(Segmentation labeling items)
○ ○ ○

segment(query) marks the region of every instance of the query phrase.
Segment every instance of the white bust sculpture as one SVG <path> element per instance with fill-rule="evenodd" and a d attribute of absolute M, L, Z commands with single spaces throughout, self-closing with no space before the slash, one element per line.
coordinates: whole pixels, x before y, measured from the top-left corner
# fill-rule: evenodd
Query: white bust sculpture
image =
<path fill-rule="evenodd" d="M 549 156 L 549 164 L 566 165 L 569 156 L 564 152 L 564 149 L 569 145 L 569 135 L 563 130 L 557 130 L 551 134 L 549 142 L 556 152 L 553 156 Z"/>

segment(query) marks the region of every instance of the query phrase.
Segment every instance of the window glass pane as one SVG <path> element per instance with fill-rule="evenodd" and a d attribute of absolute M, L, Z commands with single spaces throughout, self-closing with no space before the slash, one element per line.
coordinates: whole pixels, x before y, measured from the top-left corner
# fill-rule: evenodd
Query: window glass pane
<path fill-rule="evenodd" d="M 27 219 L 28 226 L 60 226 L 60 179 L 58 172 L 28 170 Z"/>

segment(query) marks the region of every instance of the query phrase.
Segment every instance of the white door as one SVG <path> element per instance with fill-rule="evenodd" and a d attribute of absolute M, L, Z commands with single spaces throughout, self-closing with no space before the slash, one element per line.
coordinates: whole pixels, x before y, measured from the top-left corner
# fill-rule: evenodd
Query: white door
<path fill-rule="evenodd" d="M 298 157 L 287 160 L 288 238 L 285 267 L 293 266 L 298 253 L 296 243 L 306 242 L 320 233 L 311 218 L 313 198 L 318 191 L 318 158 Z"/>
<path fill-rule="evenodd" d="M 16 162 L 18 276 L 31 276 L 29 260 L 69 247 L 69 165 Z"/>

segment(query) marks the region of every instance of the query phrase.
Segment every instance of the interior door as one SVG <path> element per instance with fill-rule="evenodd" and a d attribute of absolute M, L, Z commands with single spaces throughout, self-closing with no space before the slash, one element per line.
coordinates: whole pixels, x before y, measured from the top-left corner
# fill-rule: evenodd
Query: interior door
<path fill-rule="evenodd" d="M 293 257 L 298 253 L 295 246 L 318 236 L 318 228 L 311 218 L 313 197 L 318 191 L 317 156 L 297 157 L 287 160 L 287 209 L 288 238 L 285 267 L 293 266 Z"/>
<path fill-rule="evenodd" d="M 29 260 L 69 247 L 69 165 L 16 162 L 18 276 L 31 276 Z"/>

○ ○ ○

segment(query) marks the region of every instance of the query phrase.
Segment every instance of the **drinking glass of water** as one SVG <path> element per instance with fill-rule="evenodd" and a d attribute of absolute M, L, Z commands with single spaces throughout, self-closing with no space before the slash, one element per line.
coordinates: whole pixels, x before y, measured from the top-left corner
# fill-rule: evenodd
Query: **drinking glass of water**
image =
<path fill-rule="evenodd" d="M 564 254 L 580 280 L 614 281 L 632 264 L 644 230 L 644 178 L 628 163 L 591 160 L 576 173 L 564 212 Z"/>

○ ○ ○

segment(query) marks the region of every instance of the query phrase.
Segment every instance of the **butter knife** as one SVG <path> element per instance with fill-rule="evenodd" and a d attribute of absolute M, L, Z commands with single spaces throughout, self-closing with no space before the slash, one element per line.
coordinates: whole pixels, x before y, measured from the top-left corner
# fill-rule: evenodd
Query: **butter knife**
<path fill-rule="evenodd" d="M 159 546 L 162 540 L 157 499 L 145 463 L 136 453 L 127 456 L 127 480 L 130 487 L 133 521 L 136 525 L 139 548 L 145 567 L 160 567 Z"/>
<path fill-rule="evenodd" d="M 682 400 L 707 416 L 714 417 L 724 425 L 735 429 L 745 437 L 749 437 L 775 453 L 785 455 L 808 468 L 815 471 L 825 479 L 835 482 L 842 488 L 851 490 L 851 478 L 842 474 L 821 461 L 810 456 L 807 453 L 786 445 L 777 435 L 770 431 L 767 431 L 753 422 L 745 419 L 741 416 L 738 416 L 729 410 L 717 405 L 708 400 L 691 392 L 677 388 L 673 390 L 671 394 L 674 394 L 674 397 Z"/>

○ ○ ○

▸ Problem details: Which lines in the entries above contain the word "window", with uppercase and lowercase counted as different? Copy each of those lines.

▸ Answer:
Segment every instance of the window glass pane as one SVG <path> element per instance with fill-rule="evenodd" and a d attribute of absolute M, L, Z commands with single spaces throughout, self-closing with no space before the slash, one element per line.
Query: window glass pane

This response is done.